● Rows from a data collection
# # # # # # #
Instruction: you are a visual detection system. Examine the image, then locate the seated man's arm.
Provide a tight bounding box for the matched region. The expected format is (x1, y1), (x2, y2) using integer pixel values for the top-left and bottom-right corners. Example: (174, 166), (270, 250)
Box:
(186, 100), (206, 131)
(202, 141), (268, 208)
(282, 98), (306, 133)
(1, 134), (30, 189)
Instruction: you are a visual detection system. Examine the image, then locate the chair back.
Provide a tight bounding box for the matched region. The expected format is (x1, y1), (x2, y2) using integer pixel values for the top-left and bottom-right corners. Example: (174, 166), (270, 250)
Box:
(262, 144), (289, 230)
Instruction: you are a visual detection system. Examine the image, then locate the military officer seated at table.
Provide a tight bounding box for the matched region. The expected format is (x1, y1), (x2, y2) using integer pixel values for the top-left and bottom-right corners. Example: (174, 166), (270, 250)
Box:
# # # # # # #
● EXERCISE INSTRUCTIONS
Write out all the rows again, changing every "visual detection system" to "image analysis tool" and leaving everything else as it is.

● SOLUTION BELOW
Instruction: you are a image analysis tool. Examine the image, then locate the seated man's arm.
Provide a tight bounding box for the matched region. The expected format is (x1, y1), (x2, y2) using integer pixel values for the top-left and bottom-right corners. Example: (174, 166), (270, 250)
Box:
(186, 100), (206, 131)
(202, 141), (268, 208)
(282, 98), (306, 133)
(1, 134), (30, 189)
Instruction: you are a image analysis tool. Examine the image, then locate the chair back.
Provide a tight bounding box for the matched region. The expected format is (x1, y1), (x2, y2) using integer pixel values for the top-left and bottom-right corners. Example: (174, 166), (270, 250)
Box:
(262, 144), (289, 230)
Instruction: you are a image analysis tool. Examine the image, then locate the military officer seated at table.
Provide a tight bounding box for the matched region. The expected format is (x1, y1), (x2, y2) using integer pixel values for the top-left and bottom-right corners. Example: (174, 166), (270, 250)
Box:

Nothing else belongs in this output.